● Potongan Teks
-------

Berwarna putih, ringan, mengandung banyak silika dan melampar mengisi cekungan.
Salah satu cara empiris identifikasi paling cepat untuk tipe tuff adalah dengan menjilat bebatuan
itu. Bila lidah terasa lengket tersedot menempel, berarti itu adalah positif tuff. Di sebuah kesempatan field trip, saya yang merasa menemukan
batuan dengan lensa tuff di dalamnya
mencoba menjilat kenampakan fragmen putih halus itu. Satu menit lamanya saya
menjilat ‘tuff’ jejadian tersebut
tanpa merasa lengket apa-apa, hanya untuk menyadari bahwa yang saya jilat itu
adalah bercak besar dari kotoran burung yang sudah mengering !

-------

● Soal 1
Menurut potongan teks tentang tuff, apa cara empiris tercepat untuk mengidentifikasi tuff?
● Soal 2
Ringkaslah potongan teks tentang tuff dalam dua kalimat.
● Soal 3
Ulangi bagian potongan teks tentang tuff dari "Salah satu cara" sampai "sudah mengering !".

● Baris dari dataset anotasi
-------

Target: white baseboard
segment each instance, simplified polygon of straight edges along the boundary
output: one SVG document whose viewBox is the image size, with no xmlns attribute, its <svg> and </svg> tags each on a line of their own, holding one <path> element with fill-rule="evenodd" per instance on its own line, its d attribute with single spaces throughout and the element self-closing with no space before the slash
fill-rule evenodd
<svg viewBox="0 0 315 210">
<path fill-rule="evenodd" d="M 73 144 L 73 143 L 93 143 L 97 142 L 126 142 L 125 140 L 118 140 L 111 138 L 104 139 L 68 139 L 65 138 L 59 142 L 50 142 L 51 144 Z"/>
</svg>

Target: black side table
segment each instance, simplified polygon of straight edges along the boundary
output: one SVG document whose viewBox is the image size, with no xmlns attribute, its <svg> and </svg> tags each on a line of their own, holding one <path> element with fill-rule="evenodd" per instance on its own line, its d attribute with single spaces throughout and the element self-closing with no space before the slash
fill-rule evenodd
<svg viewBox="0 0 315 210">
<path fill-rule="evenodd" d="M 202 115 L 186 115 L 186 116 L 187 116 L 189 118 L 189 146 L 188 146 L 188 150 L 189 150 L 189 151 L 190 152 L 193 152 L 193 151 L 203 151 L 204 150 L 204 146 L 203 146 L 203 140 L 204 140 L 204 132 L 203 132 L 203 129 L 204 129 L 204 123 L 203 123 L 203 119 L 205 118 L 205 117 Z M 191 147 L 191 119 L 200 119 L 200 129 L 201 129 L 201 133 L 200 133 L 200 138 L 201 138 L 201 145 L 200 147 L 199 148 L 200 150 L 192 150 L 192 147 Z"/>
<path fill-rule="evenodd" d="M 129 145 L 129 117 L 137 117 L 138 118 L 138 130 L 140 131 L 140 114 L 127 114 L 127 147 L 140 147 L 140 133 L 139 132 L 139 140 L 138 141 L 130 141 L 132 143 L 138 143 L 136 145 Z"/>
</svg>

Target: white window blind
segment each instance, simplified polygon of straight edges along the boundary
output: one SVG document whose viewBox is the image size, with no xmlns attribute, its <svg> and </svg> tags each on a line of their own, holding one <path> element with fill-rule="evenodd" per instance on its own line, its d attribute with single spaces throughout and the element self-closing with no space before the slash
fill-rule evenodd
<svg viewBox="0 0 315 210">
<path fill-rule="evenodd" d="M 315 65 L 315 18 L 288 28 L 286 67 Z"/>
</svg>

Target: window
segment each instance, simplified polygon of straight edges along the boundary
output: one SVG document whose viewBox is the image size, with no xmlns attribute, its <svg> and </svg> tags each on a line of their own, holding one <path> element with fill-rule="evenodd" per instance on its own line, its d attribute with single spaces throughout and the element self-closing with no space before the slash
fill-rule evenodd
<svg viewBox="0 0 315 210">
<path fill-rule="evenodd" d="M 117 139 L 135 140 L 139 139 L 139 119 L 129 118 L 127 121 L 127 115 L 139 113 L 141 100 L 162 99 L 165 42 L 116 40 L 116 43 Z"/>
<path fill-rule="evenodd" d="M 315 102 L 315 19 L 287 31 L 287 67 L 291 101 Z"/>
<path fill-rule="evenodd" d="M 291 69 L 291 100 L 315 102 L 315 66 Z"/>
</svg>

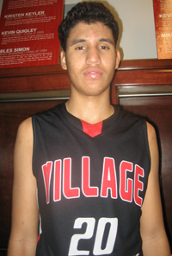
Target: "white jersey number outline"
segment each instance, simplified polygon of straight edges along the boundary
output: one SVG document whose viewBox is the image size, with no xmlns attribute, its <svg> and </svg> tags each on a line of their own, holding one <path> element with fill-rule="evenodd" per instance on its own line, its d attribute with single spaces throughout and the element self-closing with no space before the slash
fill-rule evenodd
<svg viewBox="0 0 172 256">
<path fill-rule="evenodd" d="M 81 228 L 83 224 L 86 223 L 86 231 L 84 234 L 73 234 L 71 240 L 70 249 L 68 256 L 74 255 L 89 255 L 89 251 L 82 251 L 77 249 L 77 246 L 80 240 L 88 240 L 93 236 L 95 219 L 95 218 L 77 218 L 74 222 L 73 228 Z M 101 249 L 101 243 L 103 234 L 107 223 L 110 224 L 108 236 L 107 239 L 107 244 L 104 249 Z M 118 229 L 118 219 L 117 218 L 101 218 L 98 221 L 95 244 L 93 248 L 94 255 L 105 255 L 110 254 L 113 252 L 116 234 Z"/>
</svg>

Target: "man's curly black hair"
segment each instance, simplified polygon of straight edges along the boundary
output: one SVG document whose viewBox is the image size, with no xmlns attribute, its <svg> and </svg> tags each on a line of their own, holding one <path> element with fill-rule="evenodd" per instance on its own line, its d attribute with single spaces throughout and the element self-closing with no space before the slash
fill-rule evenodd
<svg viewBox="0 0 172 256">
<path fill-rule="evenodd" d="M 65 19 L 58 27 L 58 38 L 64 52 L 66 51 L 66 41 L 70 31 L 79 22 L 86 24 L 101 22 L 108 26 L 112 30 L 116 45 L 119 27 L 110 10 L 99 2 L 80 2 L 67 13 Z"/>
</svg>

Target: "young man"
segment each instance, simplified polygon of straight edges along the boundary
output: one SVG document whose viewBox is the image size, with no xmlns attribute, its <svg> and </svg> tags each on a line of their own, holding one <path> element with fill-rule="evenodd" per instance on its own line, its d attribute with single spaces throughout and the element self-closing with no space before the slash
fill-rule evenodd
<svg viewBox="0 0 172 256">
<path fill-rule="evenodd" d="M 58 32 L 71 98 L 19 127 L 8 255 L 169 256 L 154 128 L 109 100 L 117 22 L 80 3 Z"/>
</svg>

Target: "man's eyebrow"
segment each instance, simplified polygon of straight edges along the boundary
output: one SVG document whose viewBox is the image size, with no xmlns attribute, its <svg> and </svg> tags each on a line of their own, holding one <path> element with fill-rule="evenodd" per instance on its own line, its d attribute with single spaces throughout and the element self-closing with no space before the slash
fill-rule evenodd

-------

● Jawaban 1
Menjilat batuannya: bila lidah terasa lengket tersedot menempel, berarti batuan itu positif tuff.

● Jawaban 2
Tuff berwarna putih, ringan, banyak mengandung silika, dan dapat dikenali dengan cepat lewat menjilatnya, karena lidah akan terasa lengket menempel. Dalam sebuah field trip, penulis menjilat fragmen putih halus yang dikira lensa tuff selama satu menit tanpa rasa lengket, lalu menyadari bahwa itu bercak kotoran burung yang sudah mengering.

● Jawaban 3
Salah satu cara empiris identifikasi paling cepat untuk tipe tuff adalah dengan menjilat bebatuan
itu. Bila lidah terasa lengket tersedot menempel, berarti itu adalah positif tuff. Di sebuah kesempatan field trip, saya yang merasa menemukan
batuan dengan lensa tuff di dalamnya
mencoba menjilat kenampakan fragmen putih halus itu. Satu menit lamanya saya
menjilat ‘tuff’ jejadian tersebut
tanpa merasa lengket apa-apa, hanya untuk menyadari bahwa yang saya jilat itu
adalah bercak besar dari kotoran burung yang sudah mengering !